▸ **TRY IT**
Using the records below, output the stretch that opens with the line containing "Task: Could you identify the dog's head" and closes with the line containing "Task: Could you identify the dog's left ear", exactly and including both lines, with nothing more.

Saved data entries
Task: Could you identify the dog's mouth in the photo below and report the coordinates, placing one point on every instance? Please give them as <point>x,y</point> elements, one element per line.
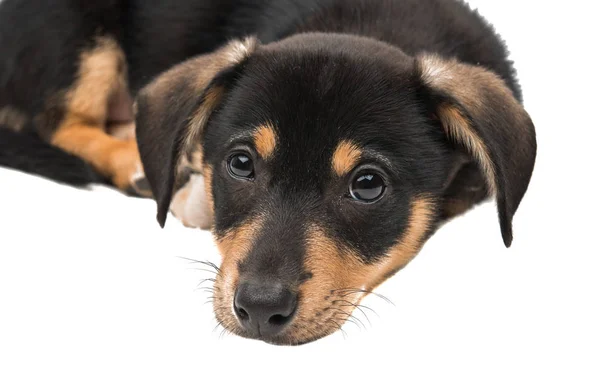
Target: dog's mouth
<point>280,323</point>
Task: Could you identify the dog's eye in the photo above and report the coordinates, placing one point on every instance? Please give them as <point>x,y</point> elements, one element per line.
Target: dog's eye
<point>241,166</point>
<point>367,187</point>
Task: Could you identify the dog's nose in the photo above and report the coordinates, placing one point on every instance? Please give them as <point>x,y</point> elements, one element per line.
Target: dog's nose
<point>264,309</point>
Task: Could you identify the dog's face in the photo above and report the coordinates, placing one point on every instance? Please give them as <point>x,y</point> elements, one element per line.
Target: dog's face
<point>328,161</point>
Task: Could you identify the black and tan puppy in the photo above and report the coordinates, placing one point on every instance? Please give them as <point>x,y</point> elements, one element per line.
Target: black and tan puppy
<point>323,141</point>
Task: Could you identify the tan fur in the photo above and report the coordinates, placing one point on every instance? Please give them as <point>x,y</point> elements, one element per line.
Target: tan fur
<point>208,179</point>
<point>123,131</point>
<point>12,118</point>
<point>460,130</point>
<point>327,298</point>
<point>345,158</point>
<point>464,82</point>
<point>410,244</point>
<point>199,72</point>
<point>265,141</point>
<point>82,132</point>
<point>234,247</point>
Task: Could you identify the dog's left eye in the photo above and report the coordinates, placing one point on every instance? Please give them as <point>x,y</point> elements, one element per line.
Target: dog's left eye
<point>241,166</point>
<point>367,187</point>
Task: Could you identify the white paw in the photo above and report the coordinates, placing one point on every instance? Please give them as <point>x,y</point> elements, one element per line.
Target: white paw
<point>191,206</point>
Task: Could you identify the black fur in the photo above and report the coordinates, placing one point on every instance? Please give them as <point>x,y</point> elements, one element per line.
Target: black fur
<point>325,71</point>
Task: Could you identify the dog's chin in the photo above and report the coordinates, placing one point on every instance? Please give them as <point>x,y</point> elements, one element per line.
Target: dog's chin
<point>285,339</point>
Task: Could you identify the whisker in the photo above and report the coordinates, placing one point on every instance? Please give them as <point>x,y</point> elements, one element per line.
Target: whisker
<point>349,317</point>
<point>207,263</point>
<point>350,291</point>
<point>358,307</point>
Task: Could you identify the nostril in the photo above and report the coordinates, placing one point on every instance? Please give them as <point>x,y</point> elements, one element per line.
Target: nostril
<point>242,314</point>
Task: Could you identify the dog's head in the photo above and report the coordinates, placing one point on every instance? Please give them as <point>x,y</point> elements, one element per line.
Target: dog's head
<point>329,160</point>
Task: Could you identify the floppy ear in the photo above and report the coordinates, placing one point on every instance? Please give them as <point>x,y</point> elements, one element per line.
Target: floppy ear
<point>480,115</point>
<point>173,110</point>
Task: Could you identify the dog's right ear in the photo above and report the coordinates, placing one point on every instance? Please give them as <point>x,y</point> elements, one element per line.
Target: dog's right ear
<point>173,110</point>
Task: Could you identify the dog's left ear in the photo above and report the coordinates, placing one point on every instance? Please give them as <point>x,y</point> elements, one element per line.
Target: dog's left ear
<point>173,110</point>
<point>481,115</point>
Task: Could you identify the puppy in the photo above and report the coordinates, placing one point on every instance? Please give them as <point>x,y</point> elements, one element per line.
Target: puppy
<point>322,141</point>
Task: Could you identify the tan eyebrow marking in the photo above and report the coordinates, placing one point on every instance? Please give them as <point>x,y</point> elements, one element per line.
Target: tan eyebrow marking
<point>265,140</point>
<point>345,157</point>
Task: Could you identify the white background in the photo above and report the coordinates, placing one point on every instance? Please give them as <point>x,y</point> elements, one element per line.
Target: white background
<point>93,295</point>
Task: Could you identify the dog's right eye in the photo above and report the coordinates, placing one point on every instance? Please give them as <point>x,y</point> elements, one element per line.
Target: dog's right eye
<point>241,166</point>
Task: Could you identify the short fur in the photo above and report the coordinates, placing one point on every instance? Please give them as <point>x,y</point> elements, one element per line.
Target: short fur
<point>315,92</point>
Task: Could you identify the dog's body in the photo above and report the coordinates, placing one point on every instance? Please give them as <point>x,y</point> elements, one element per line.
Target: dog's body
<point>416,95</point>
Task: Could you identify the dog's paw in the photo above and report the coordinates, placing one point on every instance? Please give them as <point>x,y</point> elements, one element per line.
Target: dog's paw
<point>190,204</point>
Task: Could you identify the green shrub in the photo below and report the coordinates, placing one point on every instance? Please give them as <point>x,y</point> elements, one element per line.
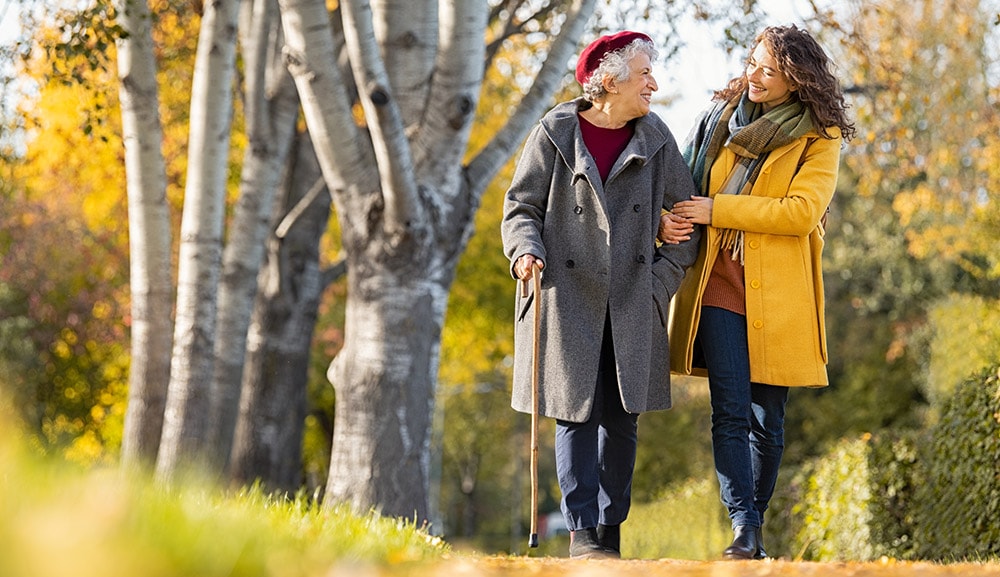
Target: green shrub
<point>959,502</point>
<point>966,341</point>
<point>850,504</point>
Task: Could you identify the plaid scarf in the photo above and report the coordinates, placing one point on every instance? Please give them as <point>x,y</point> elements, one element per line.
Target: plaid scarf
<point>743,127</point>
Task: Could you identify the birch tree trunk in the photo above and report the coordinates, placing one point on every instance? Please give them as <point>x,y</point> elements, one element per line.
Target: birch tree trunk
<point>271,109</point>
<point>149,236</point>
<point>184,427</point>
<point>406,204</point>
<point>268,443</point>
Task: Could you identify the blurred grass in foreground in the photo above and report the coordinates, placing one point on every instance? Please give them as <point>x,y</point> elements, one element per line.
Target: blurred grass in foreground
<point>56,520</point>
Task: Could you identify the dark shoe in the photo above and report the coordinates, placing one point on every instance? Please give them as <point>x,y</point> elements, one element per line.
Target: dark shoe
<point>744,545</point>
<point>761,554</point>
<point>583,544</point>
<point>609,537</point>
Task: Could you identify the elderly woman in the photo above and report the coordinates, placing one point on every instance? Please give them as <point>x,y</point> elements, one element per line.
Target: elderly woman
<point>584,205</point>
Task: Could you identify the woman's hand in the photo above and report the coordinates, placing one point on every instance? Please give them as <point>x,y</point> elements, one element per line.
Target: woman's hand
<point>524,265</point>
<point>697,210</point>
<point>674,229</point>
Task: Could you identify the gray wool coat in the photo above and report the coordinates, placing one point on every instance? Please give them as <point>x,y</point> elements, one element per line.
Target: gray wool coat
<point>597,241</point>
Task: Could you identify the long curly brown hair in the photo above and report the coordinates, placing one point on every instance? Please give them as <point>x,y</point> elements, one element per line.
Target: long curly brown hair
<point>804,62</point>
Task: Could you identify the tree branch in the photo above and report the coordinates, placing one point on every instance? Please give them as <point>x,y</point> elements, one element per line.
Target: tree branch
<point>392,152</point>
<point>485,165</point>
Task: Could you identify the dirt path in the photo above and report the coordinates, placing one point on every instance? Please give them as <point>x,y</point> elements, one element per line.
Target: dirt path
<point>469,566</point>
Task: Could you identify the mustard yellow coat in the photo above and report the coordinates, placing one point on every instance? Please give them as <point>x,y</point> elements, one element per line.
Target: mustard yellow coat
<point>783,245</point>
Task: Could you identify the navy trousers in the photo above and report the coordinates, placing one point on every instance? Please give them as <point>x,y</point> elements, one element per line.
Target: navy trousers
<point>595,459</point>
<point>748,419</point>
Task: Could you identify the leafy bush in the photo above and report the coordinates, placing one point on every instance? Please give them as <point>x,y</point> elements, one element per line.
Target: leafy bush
<point>966,332</point>
<point>959,502</point>
<point>850,504</point>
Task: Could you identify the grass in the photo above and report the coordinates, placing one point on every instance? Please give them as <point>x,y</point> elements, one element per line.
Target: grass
<point>56,520</point>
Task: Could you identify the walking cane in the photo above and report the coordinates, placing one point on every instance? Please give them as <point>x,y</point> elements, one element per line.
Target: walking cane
<point>536,277</point>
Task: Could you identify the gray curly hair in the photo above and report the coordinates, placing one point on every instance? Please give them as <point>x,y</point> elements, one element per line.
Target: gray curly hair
<point>615,65</point>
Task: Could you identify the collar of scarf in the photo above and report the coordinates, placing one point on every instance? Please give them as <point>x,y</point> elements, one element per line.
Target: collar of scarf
<point>743,127</point>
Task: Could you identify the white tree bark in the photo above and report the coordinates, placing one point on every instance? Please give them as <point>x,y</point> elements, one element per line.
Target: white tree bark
<point>271,109</point>
<point>268,442</point>
<point>149,236</point>
<point>184,427</point>
<point>406,207</point>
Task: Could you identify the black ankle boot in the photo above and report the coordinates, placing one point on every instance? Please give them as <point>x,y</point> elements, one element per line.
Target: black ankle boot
<point>761,554</point>
<point>609,537</point>
<point>584,544</point>
<point>745,544</point>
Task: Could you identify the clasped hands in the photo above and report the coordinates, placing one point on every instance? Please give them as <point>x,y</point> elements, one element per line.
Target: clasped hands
<point>677,225</point>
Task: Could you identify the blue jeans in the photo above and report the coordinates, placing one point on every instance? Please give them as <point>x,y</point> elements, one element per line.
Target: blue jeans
<point>595,459</point>
<point>748,419</point>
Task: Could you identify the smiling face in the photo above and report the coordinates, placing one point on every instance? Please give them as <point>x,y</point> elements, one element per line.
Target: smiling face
<point>766,84</point>
<point>631,98</point>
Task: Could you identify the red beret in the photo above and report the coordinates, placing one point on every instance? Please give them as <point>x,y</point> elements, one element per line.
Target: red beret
<point>592,55</point>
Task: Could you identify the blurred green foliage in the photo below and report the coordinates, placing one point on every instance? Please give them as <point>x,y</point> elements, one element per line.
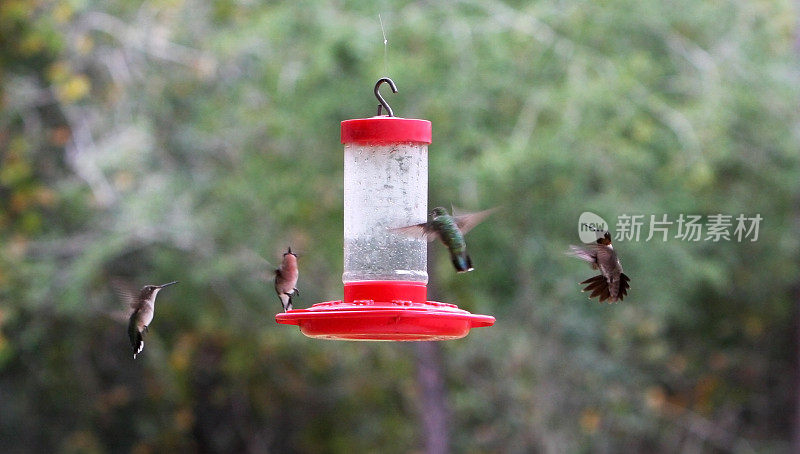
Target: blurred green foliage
<point>187,140</point>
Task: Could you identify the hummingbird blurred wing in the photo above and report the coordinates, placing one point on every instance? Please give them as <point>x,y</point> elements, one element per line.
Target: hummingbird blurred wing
<point>417,230</point>
<point>125,291</point>
<point>587,255</point>
<point>467,221</point>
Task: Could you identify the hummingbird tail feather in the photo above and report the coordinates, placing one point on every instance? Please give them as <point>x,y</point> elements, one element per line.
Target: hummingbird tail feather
<point>462,262</point>
<point>136,338</point>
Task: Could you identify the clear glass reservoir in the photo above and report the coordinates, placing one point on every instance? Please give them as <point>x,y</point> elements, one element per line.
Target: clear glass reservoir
<point>385,187</point>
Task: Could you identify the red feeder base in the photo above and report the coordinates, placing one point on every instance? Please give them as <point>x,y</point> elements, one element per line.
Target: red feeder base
<point>394,320</point>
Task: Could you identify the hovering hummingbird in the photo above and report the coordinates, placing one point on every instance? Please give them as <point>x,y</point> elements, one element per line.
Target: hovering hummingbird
<point>611,284</point>
<point>286,279</point>
<point>450,230</point>
<point>142,306</point>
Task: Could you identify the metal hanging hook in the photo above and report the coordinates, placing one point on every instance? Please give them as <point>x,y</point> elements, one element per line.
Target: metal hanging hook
<point>383,102</point>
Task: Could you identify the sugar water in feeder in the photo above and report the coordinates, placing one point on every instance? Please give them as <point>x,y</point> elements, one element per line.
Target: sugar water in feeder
<point>385,273</point>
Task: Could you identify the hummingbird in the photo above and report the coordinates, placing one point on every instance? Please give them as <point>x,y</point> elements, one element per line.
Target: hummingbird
<point>142,305</point>
<point>286,279</point>
<point>611,284</point>
<point>450,230</point>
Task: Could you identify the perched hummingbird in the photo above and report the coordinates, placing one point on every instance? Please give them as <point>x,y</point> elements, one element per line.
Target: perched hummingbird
<point>286,279</point>
<point>611,284</point>
<point>450,230</point>
<point>142,306</point>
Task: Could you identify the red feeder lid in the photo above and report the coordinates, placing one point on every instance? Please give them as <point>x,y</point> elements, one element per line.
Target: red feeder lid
<point>386,130</point>
<point>395,319</point>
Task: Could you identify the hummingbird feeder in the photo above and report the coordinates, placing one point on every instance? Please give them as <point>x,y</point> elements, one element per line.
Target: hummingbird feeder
<point>385,273</point>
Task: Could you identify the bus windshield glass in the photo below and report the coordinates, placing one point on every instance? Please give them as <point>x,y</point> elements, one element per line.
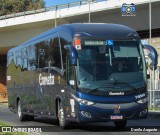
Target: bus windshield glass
<point>105,67</point>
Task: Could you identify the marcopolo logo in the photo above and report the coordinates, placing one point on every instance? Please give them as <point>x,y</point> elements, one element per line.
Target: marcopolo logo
<point>128,9</point>
<point>46,80</point>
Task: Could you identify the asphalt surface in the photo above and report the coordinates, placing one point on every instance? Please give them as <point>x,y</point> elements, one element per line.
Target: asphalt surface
<point>49,127</point>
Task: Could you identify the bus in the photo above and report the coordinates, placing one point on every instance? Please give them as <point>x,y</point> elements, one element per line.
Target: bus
<point>79,73</point>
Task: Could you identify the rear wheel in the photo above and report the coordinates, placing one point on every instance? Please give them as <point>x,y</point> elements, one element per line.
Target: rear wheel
<point>120,124</point>
<point>21,116</point>
<point>61,116</point>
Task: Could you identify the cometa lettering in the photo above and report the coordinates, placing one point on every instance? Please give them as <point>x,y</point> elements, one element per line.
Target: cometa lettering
<point>46,80</point>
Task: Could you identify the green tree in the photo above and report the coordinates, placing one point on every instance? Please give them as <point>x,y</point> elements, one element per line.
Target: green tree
<point>15,6</point>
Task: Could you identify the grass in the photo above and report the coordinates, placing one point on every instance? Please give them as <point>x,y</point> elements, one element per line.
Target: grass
<point>2,124</point>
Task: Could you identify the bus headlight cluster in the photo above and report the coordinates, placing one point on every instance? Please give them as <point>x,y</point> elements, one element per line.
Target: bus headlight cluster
<point>83,101</point>
<point>142,101</point>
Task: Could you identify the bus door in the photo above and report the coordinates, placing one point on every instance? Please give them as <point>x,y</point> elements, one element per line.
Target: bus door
<point>71,84</point>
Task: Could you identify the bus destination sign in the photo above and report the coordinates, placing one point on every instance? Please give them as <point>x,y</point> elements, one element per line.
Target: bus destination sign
<point>94,42</point>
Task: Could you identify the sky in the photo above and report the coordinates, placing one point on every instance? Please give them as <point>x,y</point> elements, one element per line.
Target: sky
<point>50,3</point>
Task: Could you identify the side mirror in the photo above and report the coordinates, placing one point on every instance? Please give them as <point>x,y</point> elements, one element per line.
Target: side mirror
<point>151,52</point>
<point>73,54</point>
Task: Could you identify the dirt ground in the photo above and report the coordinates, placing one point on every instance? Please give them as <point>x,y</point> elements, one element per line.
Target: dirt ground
<point>3,93</point>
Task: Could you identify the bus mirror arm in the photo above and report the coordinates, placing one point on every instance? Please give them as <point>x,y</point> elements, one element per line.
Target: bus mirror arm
<point>153,55</point>
<point>73,54</point>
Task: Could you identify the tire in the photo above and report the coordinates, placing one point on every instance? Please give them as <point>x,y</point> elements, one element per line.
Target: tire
<point>21,116</point>
<point>120,124</point>
<point>61,117</point>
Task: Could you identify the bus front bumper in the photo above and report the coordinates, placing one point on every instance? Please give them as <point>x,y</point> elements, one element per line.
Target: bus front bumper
<point>108,112</point>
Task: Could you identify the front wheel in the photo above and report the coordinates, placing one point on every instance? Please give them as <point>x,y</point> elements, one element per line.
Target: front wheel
<point>21,116</point>
<point>61,117</point>
<point>120,124</point>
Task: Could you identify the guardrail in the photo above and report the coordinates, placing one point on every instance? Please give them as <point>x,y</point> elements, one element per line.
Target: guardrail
<point>46,9</point>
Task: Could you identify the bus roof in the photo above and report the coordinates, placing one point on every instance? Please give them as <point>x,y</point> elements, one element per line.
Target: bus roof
<point>107,30</point>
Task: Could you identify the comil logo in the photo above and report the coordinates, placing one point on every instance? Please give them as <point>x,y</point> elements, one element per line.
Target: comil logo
<point>128,9</point>
<point>6,129</point>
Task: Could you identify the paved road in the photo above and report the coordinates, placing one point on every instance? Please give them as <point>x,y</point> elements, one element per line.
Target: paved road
<point>87,129</point>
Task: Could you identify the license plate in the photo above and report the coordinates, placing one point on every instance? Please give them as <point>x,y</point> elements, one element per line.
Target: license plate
<point>116,117</point>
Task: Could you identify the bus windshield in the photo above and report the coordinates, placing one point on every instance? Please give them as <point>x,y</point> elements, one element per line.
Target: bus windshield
<point>100,66</point>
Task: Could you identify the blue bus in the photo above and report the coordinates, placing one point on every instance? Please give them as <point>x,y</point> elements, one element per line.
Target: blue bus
<point>79,73</point>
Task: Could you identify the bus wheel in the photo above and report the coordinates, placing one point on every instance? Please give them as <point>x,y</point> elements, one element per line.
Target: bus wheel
<point>120,124</point>
<point>21,116</point>
<point>61,117</point>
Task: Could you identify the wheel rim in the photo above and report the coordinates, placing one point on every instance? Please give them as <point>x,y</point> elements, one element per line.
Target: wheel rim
<point>61,116</point>
<point>19,110</point>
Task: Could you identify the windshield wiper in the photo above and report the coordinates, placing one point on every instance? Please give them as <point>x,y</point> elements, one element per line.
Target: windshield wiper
<point>96,89</point>
<point>127,84</point>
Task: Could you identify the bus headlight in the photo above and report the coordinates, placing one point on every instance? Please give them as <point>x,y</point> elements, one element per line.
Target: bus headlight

▸ **RESULT BELOW**
Task: Could you identify the dog's head in the photo above and report the coordinates, placing one point on every instance? Please give them as <point>x,y</point> elements, one element per line.
Target: dog's head
<point>329,160</point>
Task: Could you identify the floppy ear in the photo above and report the coordinates, placing one point on every instance? Please give them as <point>x,y</point> elements, one element per line.
Target: floppy ear
<point>480,115</point>
<point>173,110</point>
Task: Could you identify the dog's right ear in the photo above and report the coordinates, placing one point on every instance? Please give them as <point>x,y</point> elements, one element per line.
Target: dog's right ear
<point>173,110</point>
Task: Could you identify the dog's left ear in the photo above and report the coordinates, placing one point on every instance? Please give them as <point>x,y</point> elements, one element per line.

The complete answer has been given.